■ **Problem statement**
Write out the material again word for word, dropping any images it holds.

Stored data entries
_ _ _ _ _ _ _
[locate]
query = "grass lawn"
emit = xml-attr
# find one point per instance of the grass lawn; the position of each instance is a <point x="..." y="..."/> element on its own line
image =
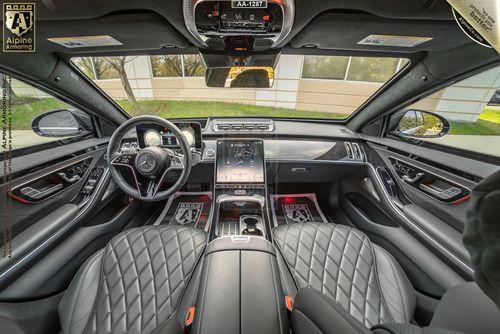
<point x="23" y="112"/>
<point x="187" y="109"/>
<point x="488" y="124"/>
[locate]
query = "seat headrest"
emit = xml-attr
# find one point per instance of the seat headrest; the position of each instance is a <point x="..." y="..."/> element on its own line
<point x="482" y="235"/>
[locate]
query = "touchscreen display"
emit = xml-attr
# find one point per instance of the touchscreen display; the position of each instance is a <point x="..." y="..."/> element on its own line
<point x="240" y="162"/>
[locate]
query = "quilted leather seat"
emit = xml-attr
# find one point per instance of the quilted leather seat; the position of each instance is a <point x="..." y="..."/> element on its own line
<point x="135" y="284"/>
<point x="343" y="264"/>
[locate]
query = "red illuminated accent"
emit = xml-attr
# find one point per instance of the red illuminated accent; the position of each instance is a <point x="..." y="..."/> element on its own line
<point x="18" y="199"/>
<point x="461" y="200"/>
<point x="289" y="303"/>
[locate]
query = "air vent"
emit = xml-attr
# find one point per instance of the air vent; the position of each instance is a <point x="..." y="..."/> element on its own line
<point x="354" y="151"/>
<point x="243" y="126"/>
_ _ _ _ _ _ _
■ **Result for this exercise**
[locate]
query = "grass lawn"
emit = xml-attr
# find one point per instance of the grass lawn; the position of each instance is a <point x="..." y="..."/> element on its own line
image =
<point x="23" y="112"/>
<point x="187" y="109"/>
<point x="488" y="124"/>
[locate]
query = "seat headrest"
emit = xml-attr
# find one point per instance of the seat headrest; the position of each instance is a <point x="..." y="..."/> element on its own line
<point x="482" y="235"/>
[locate]
query = "touchscreen display"
emit = xml-attr
# find one point per instance of the touchscreen display; the position of each instance is a <point x="..." y="..."/> element on its own line
<point x="240" y="162"/>
[locate]
query = "quilted leather seat"
emit = xml-attr
# find one point per instance of the quilted leather seat; the position of each instance is a <point x="..." y="..."/> element on its own line
<point x="135" y="284"/>
<point x="343" y="264"/>
[locate]
query = "red illuminated accent"
emit = xml-attr
# find one point per instance of the red illuminated accent; the position of each instance is a <point x="..." y="..."/> element on its own line
<point x="18" y="199"/>
<point x="461" y="200"/>
<point x="289" y="303"/>
[locate]
query = "air vent"
emit = xml-attr
# find one point per instance of the air vent; the position of each instance is a <point x="..." y="..."/> element on its own line
<point x="354" y="151"/>
<point x="243" y="126"/>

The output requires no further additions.